++++ SEITENTEXT
Zeichnung:Steffen Butz



Presseecho zu Lenz

Am Rande des Wahnsinns

Das Xenia-Theater zeigt eine intelligente Version von Georg Büchners "Lenz"

"Friederike" brüllt er immer wieder und taucht seinen Kopf in die alte Zinkwanne, deren Griffe er fest umklammert hat. Erst als die junge Cellistin herbeieilt und ihn in seinem Wahn unterbricht, lässt er ab. Eine gequälte Seele am Rande des Wahnsinns, hilflos und einsam, allein im Nichts.

Mit einer intelligenten Inszenierung brachten das Karlsruhe "Xenia-Theater" (Peter Steiner und Nathalie Cellier) den Prosatext "Lenz" von Georg Büchner nun auf die Theaterbühne. Büchner begann die Erzählung vermutlich 1835 in Straßburg, konnte sie bis zum seinem Tod allerdings nicht mehr vollenden. Trotzdem zählt der "Lenz" heute zu den bedeutendsten Werke seine Zeit, besonders weil er ihr damit weit voraus war.
++++++++
AUFGABENSTELLUNG
Geben Sie aus der Theaterkritik zu "Lenz" einen Abschnitt wörtlich wieder: Setzen Sie bei den Worten ein, die "Presseecho zu Lenz" enthalten, und hören Sie nach "weit voraus war." auf.
++++ VORLIEGENDE DATEN
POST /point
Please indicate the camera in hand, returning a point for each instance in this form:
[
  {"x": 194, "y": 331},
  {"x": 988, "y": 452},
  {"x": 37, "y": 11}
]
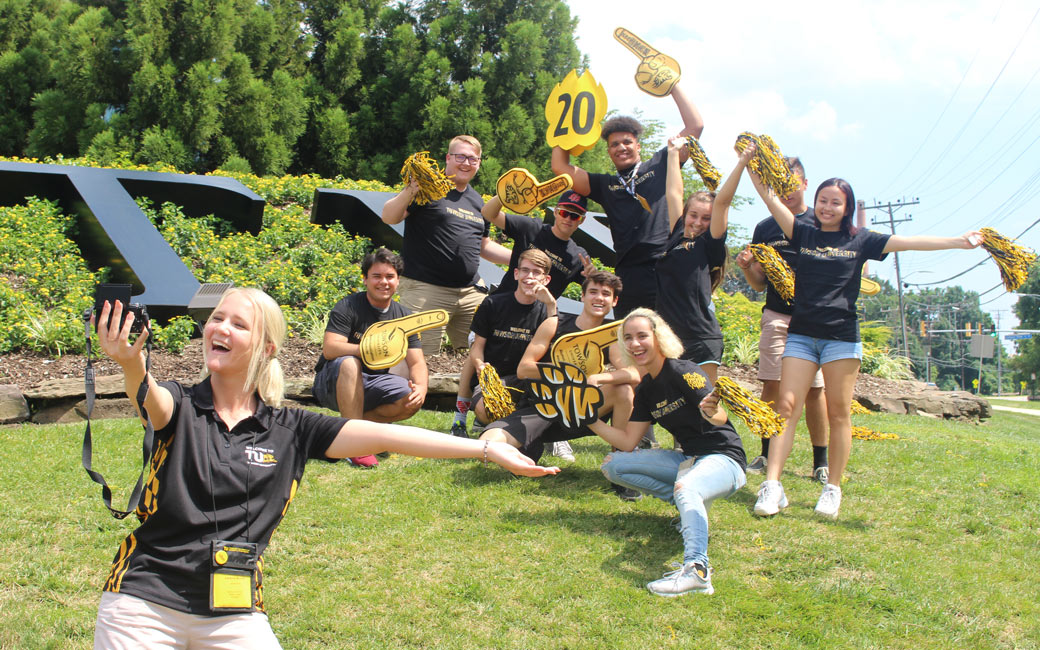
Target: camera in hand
[{"x": 121, "y": 292}]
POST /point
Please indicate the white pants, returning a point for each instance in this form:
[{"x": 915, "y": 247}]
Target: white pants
[{"x": 126, "y": 622}]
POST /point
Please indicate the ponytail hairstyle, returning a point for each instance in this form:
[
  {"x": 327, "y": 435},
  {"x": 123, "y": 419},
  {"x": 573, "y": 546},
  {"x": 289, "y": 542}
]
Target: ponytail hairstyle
[
  {"x": 847, "y": 221},
  {"x": 268, "y": 335}
]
++++++++
ANTWORT
Presseecho zu Lenz

Am Rande des Wahnsinns

Das Xenia-Theater zeigt eine intelligente Version von Georg Büchners "Lenz"

"Friederike" brüllt er immer wieder und taucht seinen Kopf in die alte Zinkwanne, deren Griffe er fest umklammert hat. Erst als die junge Cellistin herbeieilt und ihn in seinem Wahn unterbricht, lässt er ab. Eine gequälte Seele am Rande des Wahnsinns, hilflos und einsam, allein im Nichts.

Mit einer intelligenten Inszenierung brachten das Karlsruhe "Xenia-Theater" (Peter Steiner und Nathalie Cellier) den Prosatext "Lenz" von Georg Büchner nun auf die Theaterbühne. Büchner begann die Erzählung vermutlich 1835 in Straßburg, konnte sie bis zum seinem Tod allerdings nicht mehr vollenden. Trotzdem zählt der "Lenz" heute zu den bedeutendsten Werke seine Zeit, besonders weil er ihr damit weit voraus war.